- WHAT YOU WILL DO: Copy the forum thread below, from "# Fpe 2b200" up to and including "(86F to -40F).", word for word.

- SELECTED EXCERPT:
# Fpe 2b200



## zapped_electric (May 24, 2013)

*Old Parts*

I was called to a campground yesterday, the staff house had no power. Ofcourse there was no meter on the house, so we started looking. We found an old Federal Pioneer Service Entrance Pedestal outside, likely 30-40 yrs old. It had a 2B200 breaker in it. The spring is very week. It took a few tries to get it to reset. I guess they got there moneys worth out of it, considering this thing would have suffered though 30-40 seasons of +30C to -40C (86F to -40F).

Anyone know a good place/website to track down parts & piece for old equipment?? I did find some on eBay, but all used & I don`t know if these would be any better, they could have been in a similar application. The chances of finding one new are probably slim, but......... 

I tried to attach a pic, but I don't know how to make it small enough to fit.


----------



## Wirenuting (Sep 12, 2010)

- EXCERPTED RECORDS:

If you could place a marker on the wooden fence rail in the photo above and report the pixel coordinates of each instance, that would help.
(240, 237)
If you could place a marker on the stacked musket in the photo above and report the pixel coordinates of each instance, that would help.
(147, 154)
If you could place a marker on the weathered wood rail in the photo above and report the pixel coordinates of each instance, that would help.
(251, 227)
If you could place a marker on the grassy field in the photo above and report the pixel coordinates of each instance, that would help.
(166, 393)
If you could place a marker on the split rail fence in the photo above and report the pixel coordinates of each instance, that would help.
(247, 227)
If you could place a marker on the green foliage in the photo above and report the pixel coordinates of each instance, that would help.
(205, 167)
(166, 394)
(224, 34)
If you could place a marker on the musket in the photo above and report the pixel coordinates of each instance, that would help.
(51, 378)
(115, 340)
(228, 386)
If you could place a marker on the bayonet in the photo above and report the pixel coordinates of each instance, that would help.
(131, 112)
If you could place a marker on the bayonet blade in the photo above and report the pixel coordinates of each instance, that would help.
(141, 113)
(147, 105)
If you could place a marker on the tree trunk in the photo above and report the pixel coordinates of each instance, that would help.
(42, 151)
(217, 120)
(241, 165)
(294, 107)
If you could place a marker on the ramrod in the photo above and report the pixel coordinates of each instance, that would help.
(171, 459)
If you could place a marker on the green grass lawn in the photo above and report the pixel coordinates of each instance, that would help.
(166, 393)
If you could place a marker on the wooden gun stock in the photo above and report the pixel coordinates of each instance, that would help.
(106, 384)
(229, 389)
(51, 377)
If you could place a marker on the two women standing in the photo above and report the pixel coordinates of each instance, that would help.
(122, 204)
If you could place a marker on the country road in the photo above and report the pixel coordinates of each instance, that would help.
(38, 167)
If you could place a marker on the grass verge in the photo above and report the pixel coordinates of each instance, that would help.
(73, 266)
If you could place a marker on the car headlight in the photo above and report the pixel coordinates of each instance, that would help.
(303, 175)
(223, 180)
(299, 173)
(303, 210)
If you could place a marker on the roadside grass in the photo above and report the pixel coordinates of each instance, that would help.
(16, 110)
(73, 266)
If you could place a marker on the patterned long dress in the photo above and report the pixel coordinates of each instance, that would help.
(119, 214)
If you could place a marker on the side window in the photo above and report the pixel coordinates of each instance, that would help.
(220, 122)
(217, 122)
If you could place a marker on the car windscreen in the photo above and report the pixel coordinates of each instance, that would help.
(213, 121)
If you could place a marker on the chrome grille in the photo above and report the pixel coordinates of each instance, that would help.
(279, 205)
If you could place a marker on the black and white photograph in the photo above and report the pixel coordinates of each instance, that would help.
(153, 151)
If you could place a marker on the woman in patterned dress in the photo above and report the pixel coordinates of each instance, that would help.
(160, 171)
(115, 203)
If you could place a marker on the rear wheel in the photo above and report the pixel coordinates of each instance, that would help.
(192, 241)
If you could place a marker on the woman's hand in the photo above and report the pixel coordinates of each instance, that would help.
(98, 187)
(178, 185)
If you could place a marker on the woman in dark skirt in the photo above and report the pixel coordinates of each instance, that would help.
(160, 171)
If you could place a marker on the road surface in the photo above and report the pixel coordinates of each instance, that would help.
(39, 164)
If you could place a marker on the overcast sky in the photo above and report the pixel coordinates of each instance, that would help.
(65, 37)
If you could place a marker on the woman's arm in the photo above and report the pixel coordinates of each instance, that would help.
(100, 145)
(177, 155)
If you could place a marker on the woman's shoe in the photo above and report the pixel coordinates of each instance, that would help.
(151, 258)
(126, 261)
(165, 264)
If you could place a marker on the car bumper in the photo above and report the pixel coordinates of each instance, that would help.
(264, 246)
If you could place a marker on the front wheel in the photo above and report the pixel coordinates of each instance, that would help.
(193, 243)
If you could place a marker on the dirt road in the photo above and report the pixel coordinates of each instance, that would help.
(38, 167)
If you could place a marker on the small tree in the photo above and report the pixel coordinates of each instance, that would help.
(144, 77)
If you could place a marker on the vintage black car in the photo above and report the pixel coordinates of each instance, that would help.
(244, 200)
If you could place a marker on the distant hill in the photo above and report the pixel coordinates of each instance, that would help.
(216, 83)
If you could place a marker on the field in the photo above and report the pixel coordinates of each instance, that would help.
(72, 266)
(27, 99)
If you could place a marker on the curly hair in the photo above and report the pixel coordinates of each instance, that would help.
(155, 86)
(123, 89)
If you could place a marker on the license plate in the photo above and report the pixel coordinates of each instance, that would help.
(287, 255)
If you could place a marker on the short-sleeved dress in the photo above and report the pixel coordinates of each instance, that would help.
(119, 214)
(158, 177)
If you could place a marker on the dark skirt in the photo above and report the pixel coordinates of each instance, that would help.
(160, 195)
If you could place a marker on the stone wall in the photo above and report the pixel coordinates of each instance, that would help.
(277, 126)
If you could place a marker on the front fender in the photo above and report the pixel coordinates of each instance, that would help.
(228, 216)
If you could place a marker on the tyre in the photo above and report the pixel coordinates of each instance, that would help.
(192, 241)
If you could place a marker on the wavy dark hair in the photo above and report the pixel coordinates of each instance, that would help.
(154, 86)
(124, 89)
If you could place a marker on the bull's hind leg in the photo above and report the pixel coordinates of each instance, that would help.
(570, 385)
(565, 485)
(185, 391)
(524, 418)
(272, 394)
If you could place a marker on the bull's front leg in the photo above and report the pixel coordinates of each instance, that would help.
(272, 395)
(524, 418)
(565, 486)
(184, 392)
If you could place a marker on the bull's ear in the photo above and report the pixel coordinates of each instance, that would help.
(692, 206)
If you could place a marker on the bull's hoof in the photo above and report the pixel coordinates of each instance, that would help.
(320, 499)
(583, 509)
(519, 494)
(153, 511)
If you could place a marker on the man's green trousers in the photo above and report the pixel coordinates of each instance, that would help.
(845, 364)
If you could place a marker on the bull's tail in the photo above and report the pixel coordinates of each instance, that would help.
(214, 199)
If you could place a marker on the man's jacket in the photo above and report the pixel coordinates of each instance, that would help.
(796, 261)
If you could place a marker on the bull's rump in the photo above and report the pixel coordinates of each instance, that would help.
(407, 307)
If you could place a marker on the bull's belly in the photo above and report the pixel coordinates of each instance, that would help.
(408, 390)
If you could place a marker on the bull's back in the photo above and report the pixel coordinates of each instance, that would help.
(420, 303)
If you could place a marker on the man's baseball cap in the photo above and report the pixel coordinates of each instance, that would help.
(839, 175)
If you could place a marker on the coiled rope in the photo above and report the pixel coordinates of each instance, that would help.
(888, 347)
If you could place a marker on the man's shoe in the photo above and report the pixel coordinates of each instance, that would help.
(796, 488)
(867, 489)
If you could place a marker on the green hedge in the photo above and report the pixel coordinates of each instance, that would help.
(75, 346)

...

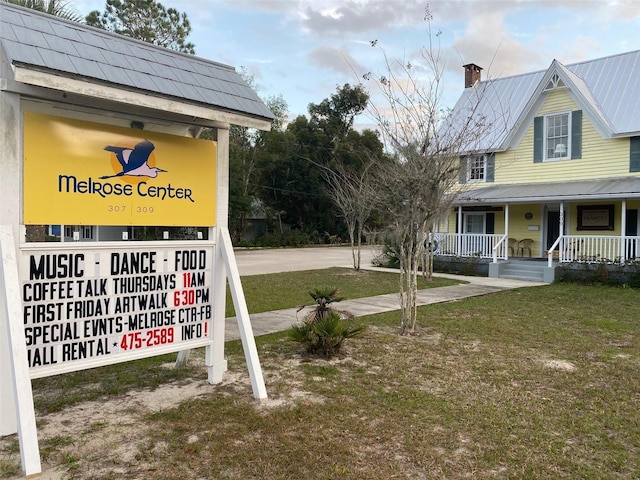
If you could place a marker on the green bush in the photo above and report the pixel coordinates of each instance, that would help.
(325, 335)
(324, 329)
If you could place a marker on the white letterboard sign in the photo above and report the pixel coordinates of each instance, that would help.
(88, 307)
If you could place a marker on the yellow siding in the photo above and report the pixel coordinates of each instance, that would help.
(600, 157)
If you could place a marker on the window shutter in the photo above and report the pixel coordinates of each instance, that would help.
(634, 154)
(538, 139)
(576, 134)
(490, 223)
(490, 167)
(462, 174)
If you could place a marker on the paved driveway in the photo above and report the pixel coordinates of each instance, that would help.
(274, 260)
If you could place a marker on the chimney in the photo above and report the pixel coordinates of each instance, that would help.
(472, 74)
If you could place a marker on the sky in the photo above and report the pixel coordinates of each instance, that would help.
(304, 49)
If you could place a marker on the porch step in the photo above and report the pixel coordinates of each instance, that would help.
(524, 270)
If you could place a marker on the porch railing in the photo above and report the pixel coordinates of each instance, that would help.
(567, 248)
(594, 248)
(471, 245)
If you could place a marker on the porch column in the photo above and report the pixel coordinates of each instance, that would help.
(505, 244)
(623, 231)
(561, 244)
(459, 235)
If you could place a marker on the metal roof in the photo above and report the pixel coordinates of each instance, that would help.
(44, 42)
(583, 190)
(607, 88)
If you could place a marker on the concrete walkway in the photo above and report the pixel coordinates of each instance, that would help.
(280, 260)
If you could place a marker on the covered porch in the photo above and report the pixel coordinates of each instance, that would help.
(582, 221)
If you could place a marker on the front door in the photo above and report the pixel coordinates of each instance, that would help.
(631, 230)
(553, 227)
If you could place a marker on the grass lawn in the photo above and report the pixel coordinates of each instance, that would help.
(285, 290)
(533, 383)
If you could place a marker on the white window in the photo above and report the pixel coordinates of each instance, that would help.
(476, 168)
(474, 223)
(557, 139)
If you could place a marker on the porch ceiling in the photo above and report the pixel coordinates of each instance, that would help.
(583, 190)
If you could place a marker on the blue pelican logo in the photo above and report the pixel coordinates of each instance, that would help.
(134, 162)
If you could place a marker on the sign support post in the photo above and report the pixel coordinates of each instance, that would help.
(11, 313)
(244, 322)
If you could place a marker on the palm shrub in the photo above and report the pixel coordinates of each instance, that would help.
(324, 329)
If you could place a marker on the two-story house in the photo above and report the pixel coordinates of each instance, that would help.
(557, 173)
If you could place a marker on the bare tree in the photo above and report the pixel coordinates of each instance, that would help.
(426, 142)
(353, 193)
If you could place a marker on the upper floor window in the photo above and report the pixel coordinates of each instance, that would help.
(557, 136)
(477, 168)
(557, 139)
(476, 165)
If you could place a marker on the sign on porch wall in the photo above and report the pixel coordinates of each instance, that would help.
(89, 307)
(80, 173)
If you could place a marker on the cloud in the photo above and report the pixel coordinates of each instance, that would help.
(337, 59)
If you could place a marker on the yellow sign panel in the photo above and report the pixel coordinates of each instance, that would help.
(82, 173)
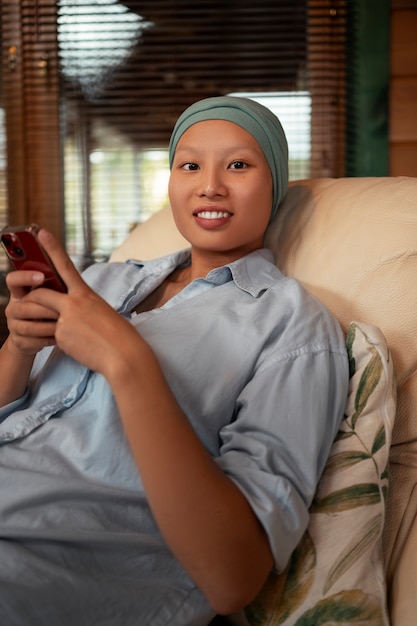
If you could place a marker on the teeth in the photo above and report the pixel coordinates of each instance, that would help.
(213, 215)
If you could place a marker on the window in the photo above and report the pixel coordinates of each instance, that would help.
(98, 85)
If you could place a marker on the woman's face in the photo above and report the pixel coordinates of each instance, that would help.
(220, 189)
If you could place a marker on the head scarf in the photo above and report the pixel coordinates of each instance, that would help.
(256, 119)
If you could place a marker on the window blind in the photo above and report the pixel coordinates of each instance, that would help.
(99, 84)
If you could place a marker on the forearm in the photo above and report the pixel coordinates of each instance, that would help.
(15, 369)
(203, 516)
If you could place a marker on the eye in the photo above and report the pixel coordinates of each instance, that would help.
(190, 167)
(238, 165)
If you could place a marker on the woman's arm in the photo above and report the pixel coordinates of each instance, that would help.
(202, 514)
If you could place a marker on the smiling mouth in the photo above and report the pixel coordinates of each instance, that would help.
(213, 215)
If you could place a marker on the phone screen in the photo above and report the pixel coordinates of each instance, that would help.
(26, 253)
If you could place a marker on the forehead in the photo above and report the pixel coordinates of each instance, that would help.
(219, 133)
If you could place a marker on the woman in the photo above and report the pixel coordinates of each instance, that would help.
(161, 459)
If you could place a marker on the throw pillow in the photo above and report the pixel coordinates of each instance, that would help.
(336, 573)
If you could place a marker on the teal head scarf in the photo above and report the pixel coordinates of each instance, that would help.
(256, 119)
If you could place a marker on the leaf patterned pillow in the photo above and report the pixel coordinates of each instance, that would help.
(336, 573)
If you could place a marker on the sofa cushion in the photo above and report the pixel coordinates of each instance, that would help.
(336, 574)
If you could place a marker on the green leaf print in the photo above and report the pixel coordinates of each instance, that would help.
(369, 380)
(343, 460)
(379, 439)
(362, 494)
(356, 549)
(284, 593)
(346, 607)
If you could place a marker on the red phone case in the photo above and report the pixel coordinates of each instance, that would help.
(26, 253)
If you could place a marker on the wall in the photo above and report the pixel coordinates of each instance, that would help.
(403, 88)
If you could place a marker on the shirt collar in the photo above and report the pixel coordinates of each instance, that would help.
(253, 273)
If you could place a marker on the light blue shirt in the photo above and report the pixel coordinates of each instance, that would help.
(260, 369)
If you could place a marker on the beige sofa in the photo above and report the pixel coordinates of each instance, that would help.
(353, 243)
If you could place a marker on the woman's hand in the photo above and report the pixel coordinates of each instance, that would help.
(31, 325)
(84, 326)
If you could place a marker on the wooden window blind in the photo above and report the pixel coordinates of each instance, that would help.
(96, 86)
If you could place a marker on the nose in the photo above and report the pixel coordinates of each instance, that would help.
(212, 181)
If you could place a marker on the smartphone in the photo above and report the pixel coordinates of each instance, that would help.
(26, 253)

- EXERCISE RESULT:
# Fpe 2b200



## zapped_electric (May 24, 2013)

*Old Parts*

I was called to a campground yesterday, the staff house had no power. Ofcourse there was no meter on the house, so we started looking. We found an old Federal Pioneer Service Entrance Pedestal outside, likely 30-40 yrs old. It had a 2B200 breaker in it. The spring is very week. It took a few tries to get it to reset. I guess they got there moneys worth out of it, considering this thing would have suffered though 30-40 seasons of +30C to -40C (86F to -40F).